• TEXT PROVIDED
==================================================
The Open Sea: Ancient Economic History during the Iron Age

Hercynian Forest
3 min readAug 3, 2021

When I was looking for some up-to-date works on ancient and medieval economic history, I came across this gem on a random economics website before I went ahead and ordered it on Amazon.

It’s a useful survey of ancient economic life around the Mediterranean written by J.G. Manning, a Yale scholar and former Stanford professor. Notably, he’s a credited colleague of Walter Scheidel, Ian Morris, and their ilk of economic historians of antiquity.

I found it to be highly fascinating and epiphanic, especially due to its multitude of facts and statistical data, the specificity of which intrigue me.

Yet, it didn’t give off the vibe of being a true pageturner.

The book is densely written and filled to the brim with a cogent and extremely thorough explanatory account, thought-provoking details, and expert analytic insights into the development of Ancient Mediterranean economic life.
==================================================
• Dataset entries
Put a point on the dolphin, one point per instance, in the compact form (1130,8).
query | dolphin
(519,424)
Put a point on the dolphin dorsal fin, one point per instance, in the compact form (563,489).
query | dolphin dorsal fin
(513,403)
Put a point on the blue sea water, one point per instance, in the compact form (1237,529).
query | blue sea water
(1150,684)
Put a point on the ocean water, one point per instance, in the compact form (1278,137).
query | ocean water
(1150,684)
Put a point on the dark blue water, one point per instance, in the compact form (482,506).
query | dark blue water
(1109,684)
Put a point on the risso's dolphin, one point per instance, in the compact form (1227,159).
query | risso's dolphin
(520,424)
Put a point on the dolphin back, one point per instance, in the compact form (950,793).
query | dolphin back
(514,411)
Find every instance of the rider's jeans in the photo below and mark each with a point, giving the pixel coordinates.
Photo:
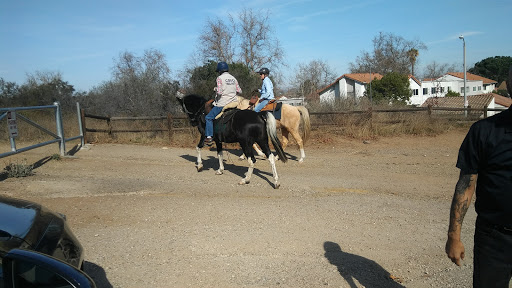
(209, 120)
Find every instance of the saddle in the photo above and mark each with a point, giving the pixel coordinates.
(272, 105)
(227, 111)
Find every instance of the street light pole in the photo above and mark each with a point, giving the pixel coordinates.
(465, 97)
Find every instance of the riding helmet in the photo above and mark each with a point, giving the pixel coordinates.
(264, 71)
(222, 67)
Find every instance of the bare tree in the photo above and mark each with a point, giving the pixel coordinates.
(216, 40)
(245, 38)
(390, 54)
(312, 76)
(257, 45)
(140, 86)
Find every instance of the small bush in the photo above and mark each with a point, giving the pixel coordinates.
(16, 170)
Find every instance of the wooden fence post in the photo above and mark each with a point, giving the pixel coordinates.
(84, 130)
(169, 126)
(109, 124)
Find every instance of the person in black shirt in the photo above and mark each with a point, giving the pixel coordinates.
(485, 163)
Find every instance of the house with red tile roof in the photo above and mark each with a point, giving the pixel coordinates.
(347, 86)
(353, 86)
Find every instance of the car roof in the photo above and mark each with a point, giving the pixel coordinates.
(17, 216)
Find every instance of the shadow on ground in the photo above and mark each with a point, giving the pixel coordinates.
(354, 267)
(97, 274)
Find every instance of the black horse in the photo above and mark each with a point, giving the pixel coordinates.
(243, 126)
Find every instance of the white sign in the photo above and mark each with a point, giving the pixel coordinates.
(12, 124)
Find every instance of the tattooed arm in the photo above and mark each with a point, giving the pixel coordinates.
(464, 191)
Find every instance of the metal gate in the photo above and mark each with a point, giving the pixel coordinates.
(13, 118)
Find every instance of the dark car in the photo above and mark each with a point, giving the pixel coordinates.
(35, 245)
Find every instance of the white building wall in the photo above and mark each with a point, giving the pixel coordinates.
(419, 98)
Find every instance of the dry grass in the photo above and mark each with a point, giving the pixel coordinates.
(362, 126)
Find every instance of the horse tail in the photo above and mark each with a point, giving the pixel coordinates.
(272, 134)
(306, 123)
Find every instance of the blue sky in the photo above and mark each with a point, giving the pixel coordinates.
(81, 39)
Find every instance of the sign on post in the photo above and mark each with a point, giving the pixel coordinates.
(12, 124)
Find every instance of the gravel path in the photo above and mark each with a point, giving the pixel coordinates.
(352, 215)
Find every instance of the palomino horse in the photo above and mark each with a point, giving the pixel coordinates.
(243, 126)
(289, 123)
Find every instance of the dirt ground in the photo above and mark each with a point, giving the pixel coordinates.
(353, 214)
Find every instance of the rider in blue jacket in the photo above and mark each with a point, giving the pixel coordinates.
(267, 89)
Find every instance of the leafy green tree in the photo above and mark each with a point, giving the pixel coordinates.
(495, 68)
(392, 87)
(312, 76)
(8, 92)
(44, 88)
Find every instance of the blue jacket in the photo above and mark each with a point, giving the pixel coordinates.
(267, 89)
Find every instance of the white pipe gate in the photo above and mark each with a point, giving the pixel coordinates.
(59, 136)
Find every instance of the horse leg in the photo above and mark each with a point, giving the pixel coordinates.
(199, 163)
(248, 175)
(284, 141)
(258, 151)
(220, 156)
(299, 141)
(272, 161)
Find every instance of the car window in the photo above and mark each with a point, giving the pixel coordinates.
(29, 275)
(1, 275)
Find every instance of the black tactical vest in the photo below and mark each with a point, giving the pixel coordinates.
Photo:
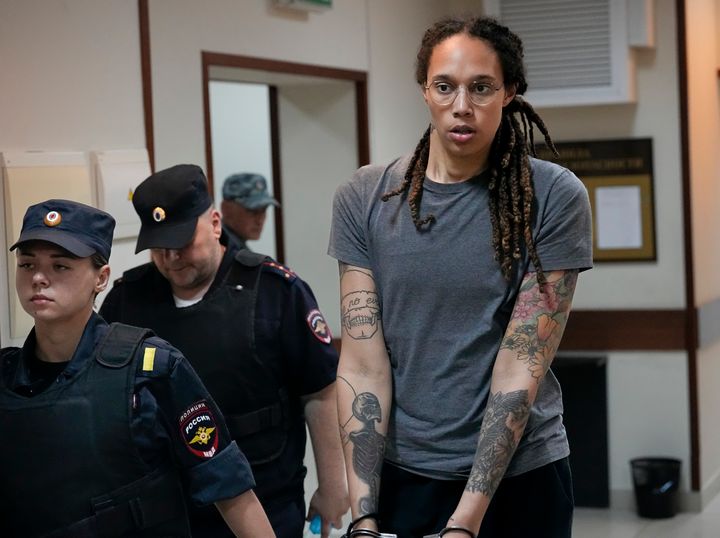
==================================================
• TASKS
1. Answer these questions using the review of The Open Sea:
(a) Who wrote the book under review?
(b) Where did the reviewer first come across the book?
(c) What vibe did the reviewer say the book didn't give off?
2. Please condense the paragraph beginning "The book is densely written" in the review of The Open Sea into a single shorter sentence that keeps its main points.
3. Pick up the review of The Open Sea after its final sentence and continue it in the same voice.

• RESULTS FOR THE EXERCISE
1.
(a) J.G. Manning
(b) On a random economics website
(c) The vibe of being a true pageturner

2. The book is dense and packed with a cogent, thorough account, thought-provoking details, and expert analysis of how ancient Mediterranean economic life developed.

3.
I felt that I learnt quite a few things, e.g. that Rhodes was the commercial and maritime hegemon of the eastern Mediterranean at the time when Rome prevailed over Carthage around 2nd century B.C.E. This was due to the island’s strategic location and its vital trade links with Ptolemaic Egypt. Additionally, Rhodes was apparently infamous for fighting pirates, being the strongest counter-force against piracy in the period.

The Open Sea also took care to include the largely unexplored, or at least underappreciated, field of Near Eastern political economies, such as Babylonia, Assyria, Achaemenid Persia, and Egypt. Manning stresses their undervalued potential as points of historical comparison with other times and places.

The work thus manages to escape the grasp of Eurocentrism by continously reaffirming the importance of cross-cultural exchange in fostering innovation and novel ideas.

It deserves praise for being a highly accessible work to the general readership, without sacrificing too much in the way of scholarly accuracy.

Whilst there are some wonky statistical tables which non-mathematically inclined people might find a bit arcane in some of their particular granularity, it’s not fatally incomprehensible.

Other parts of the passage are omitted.